**Boundary labeling items**
◆ ◆ ◆ ◆

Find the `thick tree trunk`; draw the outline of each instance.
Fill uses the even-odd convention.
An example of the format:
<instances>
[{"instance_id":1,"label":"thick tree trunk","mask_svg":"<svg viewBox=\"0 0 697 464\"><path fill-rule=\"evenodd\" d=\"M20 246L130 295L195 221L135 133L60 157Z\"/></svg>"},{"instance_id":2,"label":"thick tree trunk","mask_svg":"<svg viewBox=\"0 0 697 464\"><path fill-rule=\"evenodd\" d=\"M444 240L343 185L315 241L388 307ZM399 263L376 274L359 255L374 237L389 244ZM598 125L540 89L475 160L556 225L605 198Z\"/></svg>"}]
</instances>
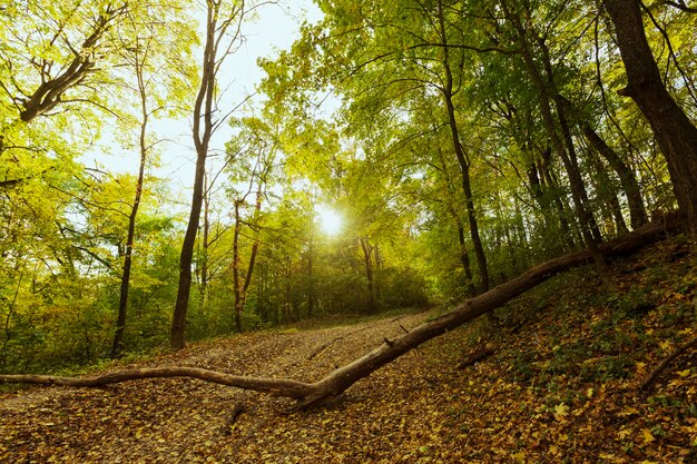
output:
<instances>
[{"instance_id":1,"label":"thick tree trunk","mask_svg":"<svg viewBox=\"0 0 697 464\"><path fill-rule=\"evenodd\" d=\"M664 85L644 30L639 0L606 0L631 97L649 121L670 172L687 229L697 235L697 128Z\"/></svg>"},{"instance_id":2,"label":"thick tree trunk","mask_svg":"<svg viewBox=\"0 0 697 464\"><path fill-rule=\"evenodd\" d=\"M576 162L576 158L572 156L573 154L569 154L567 151L565 140L562 139L562 137L559 136L559 132L557 130L557 122L559 122L562 128L562 132L566 136L565 139L568 138L569 129L562 107L557 105L557 120L554 120L554 117L552 115L552 100L553 97L558 95L553 82L553 76L549 75L548 79L544 79L541 71L538 69L538 65L533 57L532 45L530 43L530 40L528 38L528 34L531 31L526 29L523 22L521 21L521 18L518 16L517 12L509 9L505 1L501 1L500 4L503 9L505 18L513 24L513 28L518 33L518 40L521 43L521 55L523 62L526 63L528 75L530 76L530 79L532 80L536 90L540 95L539 103L542 113L542 120L544 122L544 128L551 140L552 148L561 159L565 169L569 175L571 198L573 200L573 206L581 225L581 235L583 237L583 243L586 244L586 247L593 258L593 263L596 264L596 270L598 272L598 275L600 276L603 285L609 289L615 289L616 284L610 278L607 263L605 261L605 258L602 257L602 254L598 248L598 237L593 237L593 233L597 229L597 226L595 226L595 219L591 211L589 211L587 208L588 201L583 201L583 198L587 198L583 178L581 177L581 172L579 170L578 164ZM547 62L547 65L549 63ZM551 70L548 69L547 72L550 73Z\"/></svg>"},{"instance_id":3,"label":"thick tree trunk","mask_svg":"<svg viewBox=\"0 0 697 464\"><path fill-rule=\"evenodd\" d=\"M649 224L621 238L601 245L600 250L607 257L628 254L658 240L664 237L668 230L676 229L676 226L677 221L674 218L666 217L664 220ZM315 383L285 378L243 377L195 367L143 368L84 378L49 375L0 375L0 383L95 387L143 378L193 377L238 388L295 398L298 402L298 407L322 405L346 391L355 382L367 377L380 367L416 348L419 345L483 314L492 312L510 299L561 272L586 265L590 261L590 254L583 250L542 263L485 294L464 302L455 309L413 328L401 337L392 340L385 339L384 344L372 352L333 371L326 377Z\"/></svg>"}]
</instances>

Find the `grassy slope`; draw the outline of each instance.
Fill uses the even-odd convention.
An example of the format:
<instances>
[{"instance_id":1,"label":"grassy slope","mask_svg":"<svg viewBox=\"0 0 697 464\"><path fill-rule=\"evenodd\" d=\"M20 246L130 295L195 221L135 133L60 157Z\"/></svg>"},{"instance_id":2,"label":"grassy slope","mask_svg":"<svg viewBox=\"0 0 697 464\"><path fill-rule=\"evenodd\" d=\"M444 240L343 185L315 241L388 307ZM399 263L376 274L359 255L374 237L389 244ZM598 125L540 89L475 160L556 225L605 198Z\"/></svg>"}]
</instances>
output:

◆ ◆ ◆ ◆

**TASK STATEMENT**
The data should be printed again unchanged; leave its pictures out.

**RESULT OF THE TASK**
Find the `thick tree trunk`; draw the outline of each instance.
Fill uses the even-odd convention.
An example of the format:
<instances>
[{"instance_id":1,"label":"thick tree trunk","mask_svg":"<svg viewBox=\"0 0 697 464\"><path fill-rule=\"evenodd\" d=\"M20 246L130 295L195 221L135 133L60 157Z\"/></svg>"},{"instance_id":2,"label":"thick tree trunk","mask_svg":"<svg viewBox=\"0 0 697 464\"><path fill-rule=\"evenodd\" d=\"M444 240L343 185L315 241L388 307ZM399 263L376 274L359 255L374 237L389 244ZM598 125L540 89L475 160L556 225L605 198Z\"/></svg>"}]
</instances>
output:
<instances>
[{"instance_id":1,"label":"thick tree trunk","mask_svg":"<svg viewBox=\"0 0 697 464\"><path fill-rule=\"evenodd\" d=\"M664 85L644 30L639 0L606 0L631 97L649 121L670 172L687 229L697 235L697 128Z\"/></svg>"},{"instance_id":2,"label":"thick tree trunk","mask_svg":"<svg viewBox=\"0 0 697 464\"><path fill-rule=\"evenodd\" d=\"M576 162L576 158L572 156L573 154L569 154L567 151L565 140L562 139L562 137L559 136L559 132L557 130L557 122L559 122L562 128L562 132L566 136L565 139L568 138L569 129L562 107L557 105L557 120L554 120L554 117L552 115L552 100L553 97L558 95L553 82L553 76L549 75L548 79L544 79L541 71L538 69L538 65L533 57L532 45L530 43L530 40L528 38L528 34L531 31L526 29L523 22L521 21L521 18L518 16L517 12L509 9L505 1L501 1L500 4L503 9L505 18L513 24L513 28L518 33L518 40L521 43L521 55L523 62L526 63L528 75L530 76L530 79L532 80L536 90L540 95L539 103L542 113L542 120L544 122L544 128L551 140L552 148L561 159L565 169L569 175L571 198L573 200L573 206L581 225L581 235L583 237L583 243L586 244L586 247L593 258L593 263L596 264L596 270L598 272L598 275L600 276L603 285L609 289L615 289L616 284L610 278L607 263L605 261L605 258L602 257L602 254L598 248L598 237L593 237L593 233L597 229L597 226L595 226L595 219L591 211L589 211L587 208L588 201L583 201L583 198L587 198L583 178L581 177L581 172L579 170L578 164ZM547 62L547 65L549 63ZM551 70L548 69L547 72L550 73Z\"/></svg>"},{"instance_id":3,"label":"thick tree trunk","mask_svg":"<svg viewBox=\"0 0 697 464\"><path fill-rule=\"evenodd\" d=\"M649 224L621 238L601 245L600 250L607 257L628 254L658 240L664 237L668 230L676 229L676 226L677 221L674 218L666 217L664 220ZM315 383L285 378L243 377L195 367L143 368L84 378L49 375L0 375L0 383L95 387L143 378L193 377L238 388L295 398L298 402L298 407L322 405L346 391L355 382L367 377L380 367L416 348L419 345L483 314L492 312L510 299L561 272L586 265L590 261L590 254L583 250L542 263L485 294L464 302L455 309L413 328L401 337L392 340L385 339L384 344L372 352L333 371L326 377Z\"/></svg>"}]
</instances>

Find the `grassy slope`; draw the outline of each instance.
Fill uses the even-odd convention.
An example of the format:
<instances>
[{"instance_id":1,"label":"grassy slope","mask_svg":"<svg viewBox=\"0 0 697 464\"><path fill-rule=\"evenodd\" d=\"M20 246L130 295L195 221L135 133L60 157Z\"/></svg>"},{"instance_id":2,"label":"grassy slope","mask_svg":"<svg viewBox=\"0 0 697 464\"><path fill-rule=\"evenodd\" d=\"M444 240L343 185L315 241L388 307ZM399 263L376 274L359 255L374 237L389 244ZM598 125L540 89L475 160L556 225L605 198Z\"/></svg>"}]
</instances>
output:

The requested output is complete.